# fin rot and cottony stuff floating around HELP!!!!????



## scott0402 (Jan 30, 2007)

Thanks for reading any help would be appreciated. Without going into major detail of my set up (which is a 75 gallon freshwater close to 10 years old) I am absolutely stumped after bringing home a few additional dojo loaches a couple months ago. The following symptoms began within 48 hours. They keep breaking out in fin rot, and there is some white (cottony, ummmm fluffy, ummmm slimey) stuff that appears to float around and collect on the intake of filter. I am unable to locate any source of this goop, it just kind of floats around, not alot of it by anymeans just enough to notice.

I've been treating with an assortment of antibiotics/antifungals lastly "Binox". And I seem to get them looking healed (though the white goop still appears on intake of filter). When just as I'm about to put carbon back in and think I got the problem licked, BLAM there go the fins looking all ratty again.

I've contacted the store where I bought these last fish imploring for some insight because I am positive that something funky came from his shop. No I was not rude, I understand no one has complete control. Still I was met with deniability. As stated before this tank has been a hobby of mine for years and I've never seen anything like this. The only new factor was a few dojo loaches.

In advance thanks again if anyone knows of a disease with these symptoms (fin rot, white goop free floating in water). A treatment is desperately sought after.


----------



## Lupin (Aug 2, 2006)

Hi Scott.:wave:

Can I ask for your pictures? Pictures will help make faster diagnosis.


----------



## scott0402 (Jan 30, 2007)

*pic*

I have tried to post an image but "upload picture" is not working for me?


----------



## Lupin (Aug 2, 2006)

*Re: pic*



scott0402 said:


> I have tried to post an image but "upload picture" is not working for me?


Have you tried the procedures in this link?
http://www.fishforum.com/viewtopic.php?t=2500


----------



## scott0402 (Jan 30, 2007)

• • • • •

▶ Exercise goal
Reproduce the fin rot forum thread above word for word, from its title through the last username line.

▶ Data supplied
• • • • •

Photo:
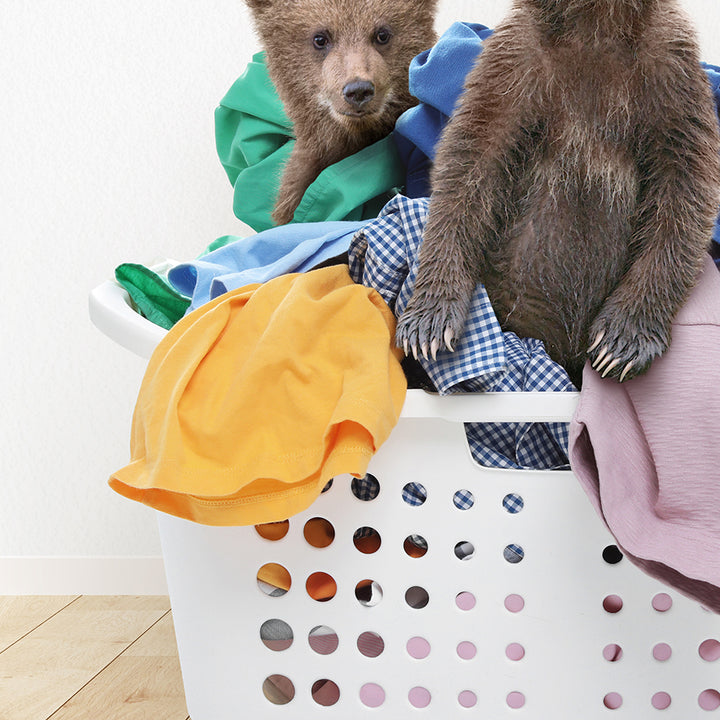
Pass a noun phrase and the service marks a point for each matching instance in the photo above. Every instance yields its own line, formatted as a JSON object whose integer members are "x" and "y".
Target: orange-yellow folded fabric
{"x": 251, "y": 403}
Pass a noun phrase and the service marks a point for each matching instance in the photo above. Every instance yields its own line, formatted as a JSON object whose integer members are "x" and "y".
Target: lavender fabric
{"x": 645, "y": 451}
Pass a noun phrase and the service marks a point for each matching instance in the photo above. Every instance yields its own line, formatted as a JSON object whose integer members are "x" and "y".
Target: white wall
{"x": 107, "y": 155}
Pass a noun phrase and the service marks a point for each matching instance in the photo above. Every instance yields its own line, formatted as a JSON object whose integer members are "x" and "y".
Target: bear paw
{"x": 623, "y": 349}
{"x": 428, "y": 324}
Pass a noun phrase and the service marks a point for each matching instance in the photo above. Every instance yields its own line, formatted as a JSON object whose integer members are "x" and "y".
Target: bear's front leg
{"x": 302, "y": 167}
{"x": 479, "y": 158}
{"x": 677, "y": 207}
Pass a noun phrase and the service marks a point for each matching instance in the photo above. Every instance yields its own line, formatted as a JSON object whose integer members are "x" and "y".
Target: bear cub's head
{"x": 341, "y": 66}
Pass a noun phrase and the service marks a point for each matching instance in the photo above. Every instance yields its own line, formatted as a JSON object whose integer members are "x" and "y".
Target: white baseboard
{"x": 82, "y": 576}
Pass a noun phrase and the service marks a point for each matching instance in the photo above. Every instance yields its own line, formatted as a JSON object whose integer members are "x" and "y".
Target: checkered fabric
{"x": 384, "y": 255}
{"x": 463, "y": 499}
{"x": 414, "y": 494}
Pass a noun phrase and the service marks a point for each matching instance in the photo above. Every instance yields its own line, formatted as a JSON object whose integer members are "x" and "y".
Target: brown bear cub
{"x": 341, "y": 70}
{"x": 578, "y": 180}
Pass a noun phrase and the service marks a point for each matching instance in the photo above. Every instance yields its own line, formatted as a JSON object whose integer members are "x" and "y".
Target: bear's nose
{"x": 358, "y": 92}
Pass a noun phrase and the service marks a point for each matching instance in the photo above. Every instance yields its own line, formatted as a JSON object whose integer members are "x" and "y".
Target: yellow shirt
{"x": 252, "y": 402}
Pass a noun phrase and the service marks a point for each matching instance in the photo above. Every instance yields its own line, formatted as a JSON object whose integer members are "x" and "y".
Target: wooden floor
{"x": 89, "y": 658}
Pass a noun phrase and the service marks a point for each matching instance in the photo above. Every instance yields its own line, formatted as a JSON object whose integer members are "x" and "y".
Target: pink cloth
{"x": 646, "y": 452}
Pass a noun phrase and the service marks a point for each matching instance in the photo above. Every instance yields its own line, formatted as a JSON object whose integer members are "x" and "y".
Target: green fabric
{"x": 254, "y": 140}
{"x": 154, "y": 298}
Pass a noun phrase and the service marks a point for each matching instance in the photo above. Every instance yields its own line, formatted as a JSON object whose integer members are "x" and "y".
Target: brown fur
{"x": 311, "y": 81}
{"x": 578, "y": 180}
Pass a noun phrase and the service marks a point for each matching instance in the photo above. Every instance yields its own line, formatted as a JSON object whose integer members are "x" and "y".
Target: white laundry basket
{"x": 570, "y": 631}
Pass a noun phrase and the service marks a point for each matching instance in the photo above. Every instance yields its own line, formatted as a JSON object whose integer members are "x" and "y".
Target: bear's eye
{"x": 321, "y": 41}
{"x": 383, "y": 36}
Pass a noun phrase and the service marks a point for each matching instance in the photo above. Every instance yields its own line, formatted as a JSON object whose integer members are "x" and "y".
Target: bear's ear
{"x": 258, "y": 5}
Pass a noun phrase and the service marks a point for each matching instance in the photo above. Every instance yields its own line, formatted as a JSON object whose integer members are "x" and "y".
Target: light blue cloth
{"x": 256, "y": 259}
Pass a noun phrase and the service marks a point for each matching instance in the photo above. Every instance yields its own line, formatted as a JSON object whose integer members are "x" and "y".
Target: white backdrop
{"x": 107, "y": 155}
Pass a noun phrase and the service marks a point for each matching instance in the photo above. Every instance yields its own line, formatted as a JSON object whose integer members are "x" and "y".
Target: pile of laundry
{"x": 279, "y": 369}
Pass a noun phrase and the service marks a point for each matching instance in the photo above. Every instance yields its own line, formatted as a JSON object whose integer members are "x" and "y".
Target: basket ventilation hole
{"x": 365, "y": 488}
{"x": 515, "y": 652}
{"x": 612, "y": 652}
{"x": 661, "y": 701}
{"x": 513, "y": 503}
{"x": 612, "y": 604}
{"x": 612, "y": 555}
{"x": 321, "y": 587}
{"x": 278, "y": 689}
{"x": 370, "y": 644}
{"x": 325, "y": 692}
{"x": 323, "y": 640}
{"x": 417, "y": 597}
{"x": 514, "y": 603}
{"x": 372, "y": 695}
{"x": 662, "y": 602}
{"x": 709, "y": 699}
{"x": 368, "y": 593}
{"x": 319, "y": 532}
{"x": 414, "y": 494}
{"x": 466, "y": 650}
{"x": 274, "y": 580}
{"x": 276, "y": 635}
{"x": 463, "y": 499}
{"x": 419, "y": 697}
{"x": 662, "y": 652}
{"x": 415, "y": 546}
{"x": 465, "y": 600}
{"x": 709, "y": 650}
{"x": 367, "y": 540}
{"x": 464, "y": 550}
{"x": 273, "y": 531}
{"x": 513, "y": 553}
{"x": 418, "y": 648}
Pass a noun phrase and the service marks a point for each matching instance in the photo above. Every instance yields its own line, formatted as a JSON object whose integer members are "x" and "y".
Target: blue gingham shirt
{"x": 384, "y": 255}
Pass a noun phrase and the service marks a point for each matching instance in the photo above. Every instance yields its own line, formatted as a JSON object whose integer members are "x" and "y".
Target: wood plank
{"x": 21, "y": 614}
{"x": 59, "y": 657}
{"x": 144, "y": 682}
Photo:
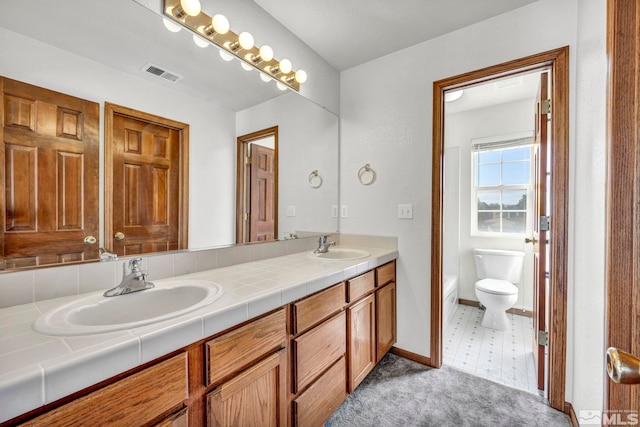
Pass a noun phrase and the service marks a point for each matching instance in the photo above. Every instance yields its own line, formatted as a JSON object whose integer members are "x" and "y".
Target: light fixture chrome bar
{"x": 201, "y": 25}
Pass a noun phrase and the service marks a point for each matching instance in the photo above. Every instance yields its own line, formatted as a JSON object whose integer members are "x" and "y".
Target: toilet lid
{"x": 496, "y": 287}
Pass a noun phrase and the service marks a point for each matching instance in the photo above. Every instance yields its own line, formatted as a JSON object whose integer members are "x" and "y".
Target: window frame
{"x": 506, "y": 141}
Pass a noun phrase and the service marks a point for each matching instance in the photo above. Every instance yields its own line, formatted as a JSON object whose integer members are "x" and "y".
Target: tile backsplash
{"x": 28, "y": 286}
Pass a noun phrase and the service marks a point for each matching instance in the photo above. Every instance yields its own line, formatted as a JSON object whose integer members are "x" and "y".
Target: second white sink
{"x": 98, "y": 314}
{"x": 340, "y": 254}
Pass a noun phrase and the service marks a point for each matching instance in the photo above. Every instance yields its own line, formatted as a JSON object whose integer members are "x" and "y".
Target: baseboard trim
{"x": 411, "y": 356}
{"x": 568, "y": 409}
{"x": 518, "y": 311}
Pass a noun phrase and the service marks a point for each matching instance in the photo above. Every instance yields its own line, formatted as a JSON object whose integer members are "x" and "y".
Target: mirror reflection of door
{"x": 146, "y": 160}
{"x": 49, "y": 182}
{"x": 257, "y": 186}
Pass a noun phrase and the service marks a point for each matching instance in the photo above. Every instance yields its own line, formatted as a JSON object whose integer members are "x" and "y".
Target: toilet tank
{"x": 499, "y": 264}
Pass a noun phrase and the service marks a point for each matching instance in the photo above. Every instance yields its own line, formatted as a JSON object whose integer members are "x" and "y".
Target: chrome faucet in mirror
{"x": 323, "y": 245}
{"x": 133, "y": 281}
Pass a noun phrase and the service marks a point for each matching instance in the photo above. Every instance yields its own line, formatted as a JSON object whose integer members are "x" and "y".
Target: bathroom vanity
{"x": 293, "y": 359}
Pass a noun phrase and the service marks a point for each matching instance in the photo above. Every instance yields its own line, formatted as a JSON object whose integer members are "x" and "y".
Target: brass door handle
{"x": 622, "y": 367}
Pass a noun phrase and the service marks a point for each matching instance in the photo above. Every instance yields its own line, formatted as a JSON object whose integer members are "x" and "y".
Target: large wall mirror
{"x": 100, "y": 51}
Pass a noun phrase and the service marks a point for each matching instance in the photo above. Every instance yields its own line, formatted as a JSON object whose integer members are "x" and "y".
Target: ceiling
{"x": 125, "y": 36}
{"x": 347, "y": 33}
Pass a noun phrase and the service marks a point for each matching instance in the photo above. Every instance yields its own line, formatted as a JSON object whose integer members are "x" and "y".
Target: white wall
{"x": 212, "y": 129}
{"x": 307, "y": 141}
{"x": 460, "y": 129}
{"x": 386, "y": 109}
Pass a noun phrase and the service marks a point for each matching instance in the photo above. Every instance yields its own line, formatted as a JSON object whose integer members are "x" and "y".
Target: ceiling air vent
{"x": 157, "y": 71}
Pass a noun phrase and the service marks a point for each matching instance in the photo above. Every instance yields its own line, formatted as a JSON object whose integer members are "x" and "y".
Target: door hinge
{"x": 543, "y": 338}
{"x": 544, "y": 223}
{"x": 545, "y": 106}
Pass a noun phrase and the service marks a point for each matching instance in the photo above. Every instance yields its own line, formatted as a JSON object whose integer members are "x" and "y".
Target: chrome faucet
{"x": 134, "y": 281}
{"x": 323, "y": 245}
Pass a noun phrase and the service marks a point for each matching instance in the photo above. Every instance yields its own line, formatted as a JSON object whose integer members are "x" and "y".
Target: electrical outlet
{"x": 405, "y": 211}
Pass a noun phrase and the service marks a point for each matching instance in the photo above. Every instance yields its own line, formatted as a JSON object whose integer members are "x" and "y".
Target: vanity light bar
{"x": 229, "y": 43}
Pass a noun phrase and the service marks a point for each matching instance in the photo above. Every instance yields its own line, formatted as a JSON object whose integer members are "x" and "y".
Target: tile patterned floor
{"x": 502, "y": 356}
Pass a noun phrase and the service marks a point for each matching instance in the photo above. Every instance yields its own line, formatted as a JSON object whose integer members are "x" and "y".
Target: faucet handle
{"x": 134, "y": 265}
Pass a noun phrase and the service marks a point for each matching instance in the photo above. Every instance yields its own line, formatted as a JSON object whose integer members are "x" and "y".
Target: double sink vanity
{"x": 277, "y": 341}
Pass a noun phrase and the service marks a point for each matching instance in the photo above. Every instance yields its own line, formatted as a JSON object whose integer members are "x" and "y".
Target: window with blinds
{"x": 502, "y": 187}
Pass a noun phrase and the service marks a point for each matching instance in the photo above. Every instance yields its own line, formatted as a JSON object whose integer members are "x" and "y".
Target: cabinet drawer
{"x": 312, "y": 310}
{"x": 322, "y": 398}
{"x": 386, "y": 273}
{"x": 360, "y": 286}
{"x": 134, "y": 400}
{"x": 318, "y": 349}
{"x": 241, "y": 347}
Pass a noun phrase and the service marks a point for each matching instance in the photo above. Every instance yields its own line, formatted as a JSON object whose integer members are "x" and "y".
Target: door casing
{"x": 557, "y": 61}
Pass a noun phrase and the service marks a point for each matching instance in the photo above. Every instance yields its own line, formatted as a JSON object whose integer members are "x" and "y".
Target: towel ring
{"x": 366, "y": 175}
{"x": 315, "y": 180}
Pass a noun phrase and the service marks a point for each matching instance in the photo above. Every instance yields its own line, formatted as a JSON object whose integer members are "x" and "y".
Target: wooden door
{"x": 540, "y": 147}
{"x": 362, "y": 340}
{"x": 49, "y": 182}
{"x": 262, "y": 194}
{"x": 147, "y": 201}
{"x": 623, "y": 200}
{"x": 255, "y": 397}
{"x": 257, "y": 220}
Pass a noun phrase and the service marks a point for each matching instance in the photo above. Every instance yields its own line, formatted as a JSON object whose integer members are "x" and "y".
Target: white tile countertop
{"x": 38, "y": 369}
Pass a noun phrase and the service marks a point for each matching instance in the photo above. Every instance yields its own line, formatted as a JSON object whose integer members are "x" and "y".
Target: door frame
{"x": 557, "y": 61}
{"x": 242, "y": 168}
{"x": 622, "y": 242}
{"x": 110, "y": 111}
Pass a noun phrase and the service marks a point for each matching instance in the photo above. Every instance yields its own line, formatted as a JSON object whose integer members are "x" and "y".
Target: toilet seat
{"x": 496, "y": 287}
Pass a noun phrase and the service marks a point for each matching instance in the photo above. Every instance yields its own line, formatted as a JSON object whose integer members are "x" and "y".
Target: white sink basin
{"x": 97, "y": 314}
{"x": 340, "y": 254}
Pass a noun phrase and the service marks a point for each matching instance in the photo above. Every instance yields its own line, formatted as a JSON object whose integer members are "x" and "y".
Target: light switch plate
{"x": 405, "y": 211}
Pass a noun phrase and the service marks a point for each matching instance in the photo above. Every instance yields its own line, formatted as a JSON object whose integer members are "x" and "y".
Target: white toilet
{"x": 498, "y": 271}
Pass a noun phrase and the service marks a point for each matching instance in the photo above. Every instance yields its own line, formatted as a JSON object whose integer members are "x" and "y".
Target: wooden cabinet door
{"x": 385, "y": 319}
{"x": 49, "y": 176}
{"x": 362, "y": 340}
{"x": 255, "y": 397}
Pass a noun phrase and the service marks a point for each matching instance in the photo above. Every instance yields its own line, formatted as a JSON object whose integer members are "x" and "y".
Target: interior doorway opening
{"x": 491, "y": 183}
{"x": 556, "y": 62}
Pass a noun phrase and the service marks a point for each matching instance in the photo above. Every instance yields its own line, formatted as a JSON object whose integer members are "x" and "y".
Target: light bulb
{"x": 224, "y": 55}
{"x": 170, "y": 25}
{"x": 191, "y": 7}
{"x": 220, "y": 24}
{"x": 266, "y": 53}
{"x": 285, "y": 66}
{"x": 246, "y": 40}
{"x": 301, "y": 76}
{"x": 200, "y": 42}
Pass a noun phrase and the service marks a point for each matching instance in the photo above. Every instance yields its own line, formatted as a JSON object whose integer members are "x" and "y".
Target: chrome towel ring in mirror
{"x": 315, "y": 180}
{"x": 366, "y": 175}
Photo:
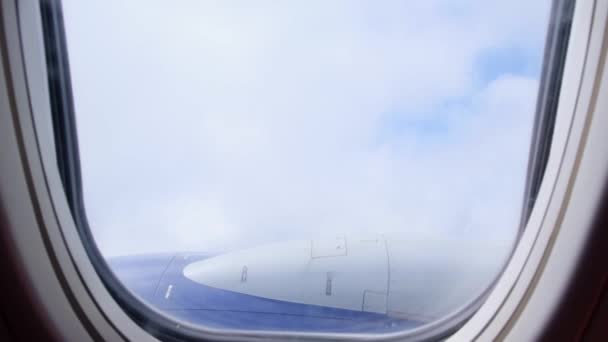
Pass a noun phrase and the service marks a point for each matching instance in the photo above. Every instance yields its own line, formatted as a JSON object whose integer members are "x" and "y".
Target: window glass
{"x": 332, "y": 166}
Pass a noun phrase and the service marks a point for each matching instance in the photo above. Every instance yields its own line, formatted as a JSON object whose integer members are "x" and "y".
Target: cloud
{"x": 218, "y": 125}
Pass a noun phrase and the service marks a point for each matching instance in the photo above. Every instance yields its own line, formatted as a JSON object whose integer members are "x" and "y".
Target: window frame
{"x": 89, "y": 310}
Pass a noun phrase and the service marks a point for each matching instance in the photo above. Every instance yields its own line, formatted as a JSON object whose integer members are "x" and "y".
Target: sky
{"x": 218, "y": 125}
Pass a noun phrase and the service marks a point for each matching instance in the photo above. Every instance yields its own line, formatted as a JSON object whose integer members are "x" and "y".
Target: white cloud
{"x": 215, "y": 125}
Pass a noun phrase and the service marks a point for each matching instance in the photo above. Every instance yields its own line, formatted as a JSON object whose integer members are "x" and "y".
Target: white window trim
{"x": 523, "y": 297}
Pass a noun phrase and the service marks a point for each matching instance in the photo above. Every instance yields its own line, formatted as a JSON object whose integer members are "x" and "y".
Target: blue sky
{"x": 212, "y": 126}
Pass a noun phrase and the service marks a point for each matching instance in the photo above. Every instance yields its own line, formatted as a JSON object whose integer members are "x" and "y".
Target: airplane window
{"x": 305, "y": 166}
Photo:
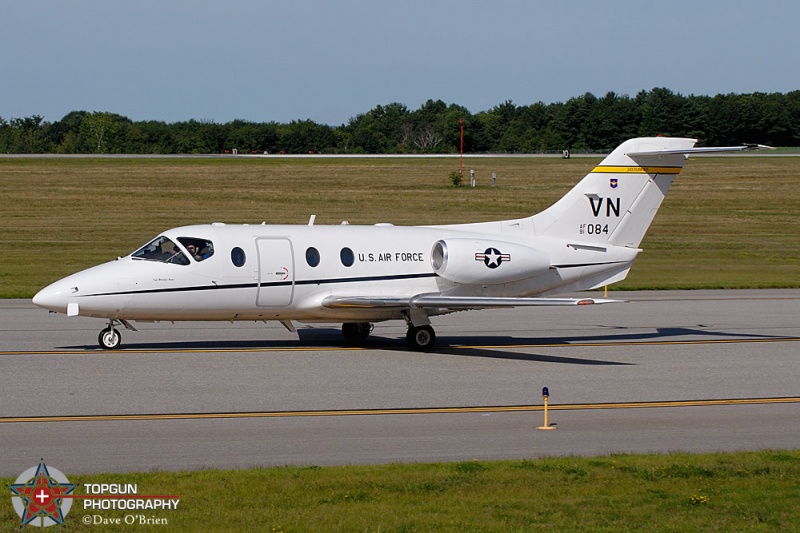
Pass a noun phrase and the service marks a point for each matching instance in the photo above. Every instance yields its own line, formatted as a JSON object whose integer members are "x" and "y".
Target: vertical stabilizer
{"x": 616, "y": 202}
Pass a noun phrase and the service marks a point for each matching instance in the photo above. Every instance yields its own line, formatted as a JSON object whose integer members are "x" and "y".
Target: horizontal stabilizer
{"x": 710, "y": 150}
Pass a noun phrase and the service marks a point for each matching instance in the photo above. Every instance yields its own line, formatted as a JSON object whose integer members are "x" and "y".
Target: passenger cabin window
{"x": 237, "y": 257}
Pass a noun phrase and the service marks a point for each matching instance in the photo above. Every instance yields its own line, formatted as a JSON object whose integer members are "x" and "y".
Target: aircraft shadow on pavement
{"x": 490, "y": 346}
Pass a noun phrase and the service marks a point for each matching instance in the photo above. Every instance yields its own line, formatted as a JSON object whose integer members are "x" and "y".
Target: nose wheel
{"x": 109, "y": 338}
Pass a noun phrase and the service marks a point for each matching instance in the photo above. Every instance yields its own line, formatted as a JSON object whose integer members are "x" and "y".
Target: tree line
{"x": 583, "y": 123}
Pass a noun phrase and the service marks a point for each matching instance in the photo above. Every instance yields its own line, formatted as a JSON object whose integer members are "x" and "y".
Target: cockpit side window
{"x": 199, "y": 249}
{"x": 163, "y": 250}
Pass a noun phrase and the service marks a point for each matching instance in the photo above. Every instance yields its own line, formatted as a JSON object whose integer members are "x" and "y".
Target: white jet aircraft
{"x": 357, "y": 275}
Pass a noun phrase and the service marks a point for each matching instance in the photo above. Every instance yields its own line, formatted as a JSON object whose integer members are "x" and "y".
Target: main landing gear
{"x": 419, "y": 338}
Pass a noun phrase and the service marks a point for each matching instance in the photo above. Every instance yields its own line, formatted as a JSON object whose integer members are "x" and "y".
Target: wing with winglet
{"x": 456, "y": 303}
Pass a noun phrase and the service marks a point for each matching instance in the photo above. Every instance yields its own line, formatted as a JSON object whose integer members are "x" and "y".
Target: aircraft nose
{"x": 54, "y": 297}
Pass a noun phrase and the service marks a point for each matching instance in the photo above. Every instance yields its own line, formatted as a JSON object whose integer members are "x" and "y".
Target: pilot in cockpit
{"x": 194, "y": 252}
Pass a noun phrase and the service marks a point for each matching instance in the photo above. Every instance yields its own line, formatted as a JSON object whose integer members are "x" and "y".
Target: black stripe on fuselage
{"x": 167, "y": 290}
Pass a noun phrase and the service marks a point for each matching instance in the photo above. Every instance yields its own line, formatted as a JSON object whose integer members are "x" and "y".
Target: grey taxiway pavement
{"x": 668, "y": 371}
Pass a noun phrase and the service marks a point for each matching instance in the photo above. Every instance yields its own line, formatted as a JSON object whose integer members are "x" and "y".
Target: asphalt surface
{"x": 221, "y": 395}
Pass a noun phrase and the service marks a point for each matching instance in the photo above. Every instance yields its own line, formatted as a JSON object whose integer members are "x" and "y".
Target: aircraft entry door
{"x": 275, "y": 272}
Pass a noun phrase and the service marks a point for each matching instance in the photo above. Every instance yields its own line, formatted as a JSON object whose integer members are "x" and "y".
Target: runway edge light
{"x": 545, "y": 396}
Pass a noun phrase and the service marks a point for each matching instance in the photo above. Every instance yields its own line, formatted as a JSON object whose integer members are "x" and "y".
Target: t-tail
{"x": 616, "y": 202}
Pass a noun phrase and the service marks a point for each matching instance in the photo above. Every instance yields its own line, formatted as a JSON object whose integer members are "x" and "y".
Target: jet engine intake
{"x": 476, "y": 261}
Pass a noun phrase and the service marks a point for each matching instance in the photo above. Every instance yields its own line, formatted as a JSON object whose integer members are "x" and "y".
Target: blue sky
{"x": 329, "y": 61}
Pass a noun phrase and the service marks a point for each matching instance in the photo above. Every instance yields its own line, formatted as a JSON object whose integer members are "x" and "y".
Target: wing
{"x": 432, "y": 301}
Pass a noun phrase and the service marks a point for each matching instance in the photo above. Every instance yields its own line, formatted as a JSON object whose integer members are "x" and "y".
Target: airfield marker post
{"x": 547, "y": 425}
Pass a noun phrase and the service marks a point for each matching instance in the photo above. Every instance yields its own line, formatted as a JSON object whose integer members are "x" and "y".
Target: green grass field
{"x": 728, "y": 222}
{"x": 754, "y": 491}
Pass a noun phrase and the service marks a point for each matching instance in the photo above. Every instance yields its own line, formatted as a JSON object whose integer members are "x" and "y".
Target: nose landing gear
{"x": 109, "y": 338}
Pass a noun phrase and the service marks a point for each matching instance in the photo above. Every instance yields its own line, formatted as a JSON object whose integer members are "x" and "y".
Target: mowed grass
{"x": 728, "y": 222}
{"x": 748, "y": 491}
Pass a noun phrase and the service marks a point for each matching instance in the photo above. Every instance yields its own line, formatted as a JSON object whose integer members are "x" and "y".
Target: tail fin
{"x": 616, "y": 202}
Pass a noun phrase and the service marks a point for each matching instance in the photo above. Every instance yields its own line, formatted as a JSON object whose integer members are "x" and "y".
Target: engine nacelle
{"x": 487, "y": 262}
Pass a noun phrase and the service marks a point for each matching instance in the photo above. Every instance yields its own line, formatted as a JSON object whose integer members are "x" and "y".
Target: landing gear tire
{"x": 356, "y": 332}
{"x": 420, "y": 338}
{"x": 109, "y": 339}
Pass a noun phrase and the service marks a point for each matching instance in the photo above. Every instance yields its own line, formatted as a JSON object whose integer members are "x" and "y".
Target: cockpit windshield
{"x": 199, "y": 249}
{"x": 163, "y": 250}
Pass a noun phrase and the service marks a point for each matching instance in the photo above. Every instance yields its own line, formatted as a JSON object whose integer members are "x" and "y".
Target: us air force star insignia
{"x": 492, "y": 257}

• • • • •

▶ Solution below
# fin rot and cottony stuff floating around HELP!!!!????



## scott0402 (Jan 30, 2007)

Thanks for reading any help would be appreciated. Without going into major detail of my set up (which is a 75 gallon freshwater close to 10 years old) I am absolutely stumped after bringing home a few additional dojo loaches a couple months ago. The following symptoms began within 48 hours. They keep breaking out in fin rot, and there is some white (cottony, ummmm fluffy, ummmm slimey) stuff that appears to float around and collect on the intake of filter. I am unable to locate any source of this goop, it just kind of floats around, not alot of it by anymeans just enough to notice.

I've been treating with an assortment of antibiotics/antifungals lastly "Binox". And I seem to get them looking healed (though the white goop still appears on intake of filter). When just as I'm about to put carbon back in and think I got the problem licked, BLAM there go the fins looking all ratty again.

I've contacted the store where I bought these last fish imploring for some insight because I am positive that something funky came from his shop. No I was not rude, I understand no one has complete control. Still I was met with deniability. As stated before this tank has been a hobby of mine for years and I've never seen anything like this. The only new factor was a few dojo loaches.

In advance thanks again if anyone knows of a disease with these symptoms (fin rot, white goop free floating in water). A treatment is desperately sought after.


----------



## Lupin (Aug 2, 2006)

Hi Scott.:wave:

Can I ask for your pictures? Pictures will help make faster diagnosis.


----------



## scott0402 (Jan 30, 2007)

*pic*

I have tried to post an image but "upload picture" is not working for me?


----------



## Lupin (Aug 2, 2006)

*Re: pic*



scott0402 said:


> I have tried to post an image but "upload picture" is not working for me?


Have you tried the procedures in this link?
http://www.fishforum.com/viewtopic.php?t=2500


----------



## scott0402 (Jan 30, 2007)